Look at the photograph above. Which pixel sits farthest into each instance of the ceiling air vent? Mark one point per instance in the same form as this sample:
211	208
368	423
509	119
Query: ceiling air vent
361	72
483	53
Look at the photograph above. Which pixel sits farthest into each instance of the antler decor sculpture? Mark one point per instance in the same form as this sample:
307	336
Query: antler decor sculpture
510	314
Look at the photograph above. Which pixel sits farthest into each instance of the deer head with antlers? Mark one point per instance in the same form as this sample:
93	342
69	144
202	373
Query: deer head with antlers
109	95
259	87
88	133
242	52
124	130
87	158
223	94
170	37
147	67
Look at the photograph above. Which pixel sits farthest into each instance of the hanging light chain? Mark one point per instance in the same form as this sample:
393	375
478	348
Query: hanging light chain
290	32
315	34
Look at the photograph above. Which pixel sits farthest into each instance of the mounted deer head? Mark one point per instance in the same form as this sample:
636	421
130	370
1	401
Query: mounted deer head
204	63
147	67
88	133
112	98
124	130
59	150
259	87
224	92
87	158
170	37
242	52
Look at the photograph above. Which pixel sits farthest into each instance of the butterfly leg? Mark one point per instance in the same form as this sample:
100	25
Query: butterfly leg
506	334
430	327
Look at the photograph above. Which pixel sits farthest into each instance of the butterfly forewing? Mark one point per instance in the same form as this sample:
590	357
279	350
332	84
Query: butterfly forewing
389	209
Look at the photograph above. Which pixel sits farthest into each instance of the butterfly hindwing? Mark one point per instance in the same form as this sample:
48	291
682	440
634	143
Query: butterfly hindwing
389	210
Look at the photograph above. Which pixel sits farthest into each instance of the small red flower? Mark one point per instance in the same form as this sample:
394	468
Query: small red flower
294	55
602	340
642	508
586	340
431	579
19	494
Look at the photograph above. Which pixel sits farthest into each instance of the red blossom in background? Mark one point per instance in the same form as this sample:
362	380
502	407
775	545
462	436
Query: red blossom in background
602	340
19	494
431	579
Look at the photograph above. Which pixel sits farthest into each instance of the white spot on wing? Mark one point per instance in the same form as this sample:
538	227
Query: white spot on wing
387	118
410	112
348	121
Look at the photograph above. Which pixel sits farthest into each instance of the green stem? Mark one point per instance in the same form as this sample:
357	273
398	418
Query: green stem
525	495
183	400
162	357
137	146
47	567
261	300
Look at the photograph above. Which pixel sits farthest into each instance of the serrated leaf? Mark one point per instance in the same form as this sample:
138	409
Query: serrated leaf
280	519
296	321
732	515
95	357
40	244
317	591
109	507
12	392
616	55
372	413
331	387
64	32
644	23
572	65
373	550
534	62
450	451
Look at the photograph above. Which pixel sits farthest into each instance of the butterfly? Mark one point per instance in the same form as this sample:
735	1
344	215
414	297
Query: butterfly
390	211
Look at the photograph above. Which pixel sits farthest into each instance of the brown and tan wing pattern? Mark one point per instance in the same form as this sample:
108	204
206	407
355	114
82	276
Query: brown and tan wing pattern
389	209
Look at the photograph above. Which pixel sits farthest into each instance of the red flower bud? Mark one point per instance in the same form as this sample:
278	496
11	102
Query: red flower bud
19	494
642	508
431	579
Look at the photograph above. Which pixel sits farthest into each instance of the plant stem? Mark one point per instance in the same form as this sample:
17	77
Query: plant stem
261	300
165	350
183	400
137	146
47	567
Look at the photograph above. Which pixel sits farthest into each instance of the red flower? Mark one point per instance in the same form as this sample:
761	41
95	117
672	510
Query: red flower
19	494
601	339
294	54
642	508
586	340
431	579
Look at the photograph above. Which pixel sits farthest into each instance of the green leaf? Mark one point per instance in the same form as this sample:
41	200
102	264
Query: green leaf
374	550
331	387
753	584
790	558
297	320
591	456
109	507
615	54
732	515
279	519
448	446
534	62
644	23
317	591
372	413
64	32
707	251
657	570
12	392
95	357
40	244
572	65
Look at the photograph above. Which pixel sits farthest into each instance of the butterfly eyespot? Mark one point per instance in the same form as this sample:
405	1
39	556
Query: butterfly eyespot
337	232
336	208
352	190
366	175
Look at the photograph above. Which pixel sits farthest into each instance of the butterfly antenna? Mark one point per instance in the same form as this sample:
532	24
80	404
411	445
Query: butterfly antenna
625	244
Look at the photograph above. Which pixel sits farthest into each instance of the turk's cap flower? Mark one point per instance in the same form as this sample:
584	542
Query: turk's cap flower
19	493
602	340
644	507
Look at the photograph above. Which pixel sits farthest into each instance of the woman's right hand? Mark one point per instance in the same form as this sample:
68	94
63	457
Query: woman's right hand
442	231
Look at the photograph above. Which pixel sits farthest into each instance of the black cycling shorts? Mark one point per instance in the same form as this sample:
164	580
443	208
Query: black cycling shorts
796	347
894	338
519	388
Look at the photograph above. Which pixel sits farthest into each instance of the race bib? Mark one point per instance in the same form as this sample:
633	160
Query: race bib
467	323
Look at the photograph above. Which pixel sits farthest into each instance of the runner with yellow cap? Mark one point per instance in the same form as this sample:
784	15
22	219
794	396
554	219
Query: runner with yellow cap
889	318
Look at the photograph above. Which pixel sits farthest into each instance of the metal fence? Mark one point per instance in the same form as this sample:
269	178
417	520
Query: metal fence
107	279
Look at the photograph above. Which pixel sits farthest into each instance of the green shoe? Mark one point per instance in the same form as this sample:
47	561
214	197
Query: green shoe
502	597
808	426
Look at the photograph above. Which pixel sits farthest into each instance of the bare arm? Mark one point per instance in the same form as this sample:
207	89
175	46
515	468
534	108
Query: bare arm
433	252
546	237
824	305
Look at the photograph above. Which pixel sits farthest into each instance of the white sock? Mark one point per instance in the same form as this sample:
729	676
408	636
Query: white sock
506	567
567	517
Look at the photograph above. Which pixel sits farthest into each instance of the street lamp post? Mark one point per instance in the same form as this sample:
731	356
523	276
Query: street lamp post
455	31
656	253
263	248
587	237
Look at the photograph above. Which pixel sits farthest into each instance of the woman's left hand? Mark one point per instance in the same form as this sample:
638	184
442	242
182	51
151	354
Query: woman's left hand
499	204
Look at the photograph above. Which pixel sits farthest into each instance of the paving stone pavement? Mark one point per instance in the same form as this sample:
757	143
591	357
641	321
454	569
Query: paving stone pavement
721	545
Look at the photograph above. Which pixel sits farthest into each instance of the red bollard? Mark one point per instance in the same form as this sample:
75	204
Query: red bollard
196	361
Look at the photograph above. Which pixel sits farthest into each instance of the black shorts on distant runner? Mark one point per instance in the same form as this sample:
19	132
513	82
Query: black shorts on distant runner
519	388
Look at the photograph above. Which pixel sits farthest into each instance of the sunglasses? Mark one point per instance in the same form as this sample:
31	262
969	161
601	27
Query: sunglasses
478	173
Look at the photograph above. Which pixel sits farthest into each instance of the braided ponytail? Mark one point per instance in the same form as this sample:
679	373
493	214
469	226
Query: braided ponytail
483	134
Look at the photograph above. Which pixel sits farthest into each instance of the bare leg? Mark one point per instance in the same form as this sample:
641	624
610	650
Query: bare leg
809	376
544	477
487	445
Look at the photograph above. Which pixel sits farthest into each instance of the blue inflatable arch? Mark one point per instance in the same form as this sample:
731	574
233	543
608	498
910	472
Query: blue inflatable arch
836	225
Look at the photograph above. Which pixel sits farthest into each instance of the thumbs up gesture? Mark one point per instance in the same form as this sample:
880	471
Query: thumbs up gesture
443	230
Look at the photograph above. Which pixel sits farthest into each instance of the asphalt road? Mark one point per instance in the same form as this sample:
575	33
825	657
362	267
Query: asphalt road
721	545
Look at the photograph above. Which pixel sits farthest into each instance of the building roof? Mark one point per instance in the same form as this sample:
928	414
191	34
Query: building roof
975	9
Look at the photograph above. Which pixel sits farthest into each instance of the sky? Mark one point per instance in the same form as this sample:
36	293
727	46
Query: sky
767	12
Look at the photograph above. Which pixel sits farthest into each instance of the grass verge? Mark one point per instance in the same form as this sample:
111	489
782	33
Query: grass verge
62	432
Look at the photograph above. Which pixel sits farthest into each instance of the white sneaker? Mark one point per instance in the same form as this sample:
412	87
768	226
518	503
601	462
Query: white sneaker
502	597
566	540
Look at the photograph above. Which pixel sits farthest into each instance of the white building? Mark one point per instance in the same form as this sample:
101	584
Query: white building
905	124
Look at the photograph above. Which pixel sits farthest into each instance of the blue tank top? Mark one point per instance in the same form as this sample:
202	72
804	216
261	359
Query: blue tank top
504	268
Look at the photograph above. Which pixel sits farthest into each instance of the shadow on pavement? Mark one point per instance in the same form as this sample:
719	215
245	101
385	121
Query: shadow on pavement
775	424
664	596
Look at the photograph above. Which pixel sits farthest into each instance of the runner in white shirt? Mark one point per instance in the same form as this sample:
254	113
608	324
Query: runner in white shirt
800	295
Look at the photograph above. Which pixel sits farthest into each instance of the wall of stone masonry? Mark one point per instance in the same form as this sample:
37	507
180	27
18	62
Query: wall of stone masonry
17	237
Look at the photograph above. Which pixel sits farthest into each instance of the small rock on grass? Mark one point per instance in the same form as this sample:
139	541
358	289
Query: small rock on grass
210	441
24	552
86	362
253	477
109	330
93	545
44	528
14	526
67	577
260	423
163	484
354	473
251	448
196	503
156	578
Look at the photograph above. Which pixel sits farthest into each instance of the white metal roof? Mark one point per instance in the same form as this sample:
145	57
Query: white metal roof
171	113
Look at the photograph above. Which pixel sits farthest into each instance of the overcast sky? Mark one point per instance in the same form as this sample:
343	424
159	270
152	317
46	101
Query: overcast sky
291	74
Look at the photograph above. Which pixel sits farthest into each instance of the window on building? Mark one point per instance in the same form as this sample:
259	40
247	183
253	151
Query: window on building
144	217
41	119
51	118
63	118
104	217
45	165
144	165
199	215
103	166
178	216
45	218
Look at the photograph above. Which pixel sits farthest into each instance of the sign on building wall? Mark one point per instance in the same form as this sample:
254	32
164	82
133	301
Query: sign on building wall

--------

--- Instructions for the task ---
In the entries above, how many lines hold the word "sign"? State the number only.

--- Written answer ---
2